#### GIVEN PROBLEM:
Write out, please, the line containing "of the teal" together with all lines after it, up to and including the last one, with no other output.

■ ■ ■ ■ ■ ■ ■

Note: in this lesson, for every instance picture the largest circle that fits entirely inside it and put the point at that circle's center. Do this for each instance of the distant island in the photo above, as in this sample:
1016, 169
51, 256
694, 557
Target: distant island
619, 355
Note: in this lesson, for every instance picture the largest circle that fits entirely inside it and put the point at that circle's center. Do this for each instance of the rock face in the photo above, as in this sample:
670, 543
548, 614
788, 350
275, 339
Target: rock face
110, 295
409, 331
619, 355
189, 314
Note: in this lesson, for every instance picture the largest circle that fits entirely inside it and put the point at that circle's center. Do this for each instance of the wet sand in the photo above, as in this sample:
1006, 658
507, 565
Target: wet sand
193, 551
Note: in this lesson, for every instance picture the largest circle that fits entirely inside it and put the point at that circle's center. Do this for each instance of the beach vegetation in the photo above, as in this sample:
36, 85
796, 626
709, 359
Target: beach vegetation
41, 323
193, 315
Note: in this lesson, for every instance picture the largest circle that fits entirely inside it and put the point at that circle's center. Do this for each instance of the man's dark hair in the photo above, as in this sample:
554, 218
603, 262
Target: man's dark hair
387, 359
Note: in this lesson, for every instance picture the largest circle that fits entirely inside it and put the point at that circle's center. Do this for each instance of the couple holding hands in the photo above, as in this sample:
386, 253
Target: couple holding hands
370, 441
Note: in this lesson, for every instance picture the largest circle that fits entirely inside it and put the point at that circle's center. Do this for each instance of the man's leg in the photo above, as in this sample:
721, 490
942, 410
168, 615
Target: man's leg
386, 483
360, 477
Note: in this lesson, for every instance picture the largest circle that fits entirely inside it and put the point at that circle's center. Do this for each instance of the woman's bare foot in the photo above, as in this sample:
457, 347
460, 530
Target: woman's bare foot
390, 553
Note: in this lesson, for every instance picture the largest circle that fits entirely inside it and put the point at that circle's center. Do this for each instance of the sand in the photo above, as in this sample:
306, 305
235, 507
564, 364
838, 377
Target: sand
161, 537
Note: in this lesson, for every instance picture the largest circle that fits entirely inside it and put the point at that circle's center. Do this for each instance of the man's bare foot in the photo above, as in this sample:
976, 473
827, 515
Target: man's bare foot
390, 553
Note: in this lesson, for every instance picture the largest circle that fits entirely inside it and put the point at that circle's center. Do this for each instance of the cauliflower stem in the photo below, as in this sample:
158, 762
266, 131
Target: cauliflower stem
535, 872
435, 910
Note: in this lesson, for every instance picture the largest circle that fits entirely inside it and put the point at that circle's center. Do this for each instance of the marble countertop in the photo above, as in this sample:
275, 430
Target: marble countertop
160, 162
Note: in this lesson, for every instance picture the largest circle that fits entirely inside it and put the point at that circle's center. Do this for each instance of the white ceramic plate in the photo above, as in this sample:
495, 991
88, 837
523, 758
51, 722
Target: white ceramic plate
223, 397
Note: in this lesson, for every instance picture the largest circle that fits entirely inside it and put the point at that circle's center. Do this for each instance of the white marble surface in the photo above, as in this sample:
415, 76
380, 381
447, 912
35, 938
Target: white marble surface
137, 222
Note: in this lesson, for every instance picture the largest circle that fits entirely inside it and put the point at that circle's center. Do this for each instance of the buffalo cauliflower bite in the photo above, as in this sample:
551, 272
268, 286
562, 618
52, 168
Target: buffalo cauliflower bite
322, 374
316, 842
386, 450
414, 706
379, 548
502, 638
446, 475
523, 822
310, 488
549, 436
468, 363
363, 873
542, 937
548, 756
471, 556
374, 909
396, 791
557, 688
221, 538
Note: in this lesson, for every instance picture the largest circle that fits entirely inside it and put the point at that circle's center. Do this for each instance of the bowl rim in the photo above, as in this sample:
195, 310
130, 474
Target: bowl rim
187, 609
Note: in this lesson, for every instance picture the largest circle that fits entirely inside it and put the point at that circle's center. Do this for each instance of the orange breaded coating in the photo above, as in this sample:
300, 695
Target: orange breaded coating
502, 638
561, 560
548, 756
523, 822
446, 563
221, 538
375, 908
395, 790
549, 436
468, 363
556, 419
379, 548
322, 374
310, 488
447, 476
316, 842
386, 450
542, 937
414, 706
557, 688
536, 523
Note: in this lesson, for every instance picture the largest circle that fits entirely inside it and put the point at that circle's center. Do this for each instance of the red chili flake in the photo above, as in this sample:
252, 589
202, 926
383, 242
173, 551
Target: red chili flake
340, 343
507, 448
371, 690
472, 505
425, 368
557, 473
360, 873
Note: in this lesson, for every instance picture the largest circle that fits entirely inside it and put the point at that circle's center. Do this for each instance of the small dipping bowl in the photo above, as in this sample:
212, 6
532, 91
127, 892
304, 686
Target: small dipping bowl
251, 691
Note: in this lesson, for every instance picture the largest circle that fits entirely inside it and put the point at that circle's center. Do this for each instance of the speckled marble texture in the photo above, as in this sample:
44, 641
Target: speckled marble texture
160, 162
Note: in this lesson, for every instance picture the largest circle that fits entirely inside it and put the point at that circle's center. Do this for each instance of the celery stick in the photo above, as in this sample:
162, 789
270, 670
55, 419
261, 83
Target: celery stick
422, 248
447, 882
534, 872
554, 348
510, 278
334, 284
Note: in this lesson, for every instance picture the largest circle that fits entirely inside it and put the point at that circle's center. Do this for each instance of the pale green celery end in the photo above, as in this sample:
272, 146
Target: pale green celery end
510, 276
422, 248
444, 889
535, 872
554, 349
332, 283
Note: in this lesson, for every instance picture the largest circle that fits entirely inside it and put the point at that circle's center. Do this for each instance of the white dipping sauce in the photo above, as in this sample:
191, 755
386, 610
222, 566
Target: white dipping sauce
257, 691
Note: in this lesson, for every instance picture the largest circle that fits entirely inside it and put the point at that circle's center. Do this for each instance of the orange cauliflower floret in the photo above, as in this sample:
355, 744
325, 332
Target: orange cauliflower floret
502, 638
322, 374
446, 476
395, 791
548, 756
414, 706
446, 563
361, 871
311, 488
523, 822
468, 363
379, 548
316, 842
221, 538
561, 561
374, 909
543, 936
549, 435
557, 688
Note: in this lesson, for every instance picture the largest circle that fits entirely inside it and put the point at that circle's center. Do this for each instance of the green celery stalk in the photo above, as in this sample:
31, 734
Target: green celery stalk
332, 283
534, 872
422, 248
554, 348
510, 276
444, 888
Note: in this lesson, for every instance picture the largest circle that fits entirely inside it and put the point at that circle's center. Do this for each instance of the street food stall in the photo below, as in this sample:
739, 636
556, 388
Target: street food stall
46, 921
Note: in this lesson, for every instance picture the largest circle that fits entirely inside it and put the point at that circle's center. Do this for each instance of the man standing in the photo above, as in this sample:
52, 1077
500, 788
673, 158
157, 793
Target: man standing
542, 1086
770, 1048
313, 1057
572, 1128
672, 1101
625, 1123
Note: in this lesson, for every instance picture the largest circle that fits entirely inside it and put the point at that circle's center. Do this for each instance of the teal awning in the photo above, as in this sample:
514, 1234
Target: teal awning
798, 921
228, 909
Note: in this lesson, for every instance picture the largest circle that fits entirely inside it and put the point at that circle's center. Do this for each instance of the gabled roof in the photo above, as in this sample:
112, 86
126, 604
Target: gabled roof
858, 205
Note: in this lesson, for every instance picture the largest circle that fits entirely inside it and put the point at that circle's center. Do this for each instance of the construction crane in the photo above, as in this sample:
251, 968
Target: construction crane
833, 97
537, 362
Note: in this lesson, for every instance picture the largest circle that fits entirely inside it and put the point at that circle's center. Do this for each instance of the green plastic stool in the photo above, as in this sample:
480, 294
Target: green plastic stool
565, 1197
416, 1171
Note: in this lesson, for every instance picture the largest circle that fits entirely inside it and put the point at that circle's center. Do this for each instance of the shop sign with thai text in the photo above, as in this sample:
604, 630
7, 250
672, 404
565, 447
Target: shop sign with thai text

■ ■ ■ ■ ■ ■ ■

#### THE RESPONSE:
Note: in this lesson, for every instance picture the largest circle that fits entirely inside it and put the point at that circle's center. Do this for each instance of the teal awning in the photo above, as in this sample:
514, 1234
Target: teal awning
798, 921
228, 909
Note: in this lesson, for every instance picture the largest circle that fits entirely inside it and put the point at that circle's center. Do this for each instance of the gabled roof in the photo above, as in this sample:
112, 86
126, 604
Target: gabled roof
858, 205
Note: in this lesson, for every instance picture the largest circle that fits entirely inside it and put the point at that circle's center. Do this for each instance of the construction crane in the photo above, as in this sample:
251, 968
Target: construction crane
833, 97
537, 362
Note: in this lesson, for every instance picture the largest circle that fits entirely inside it and put the point at that circle's center. Do this for each instance of the green plastic stool in the photo above, as in this sample:
480, 294
Target: green plastic stool
565, 1197
416, 1171
Note: in this lesson, for every instance picture the largest circle that fits entirely inside it and put the point at that circle's center. Do this for each instance of the shop sign with thai text in the photo above, as in this sample:
604, 630
7, 250
672, 404
565, 447
Target: shop sign with thai text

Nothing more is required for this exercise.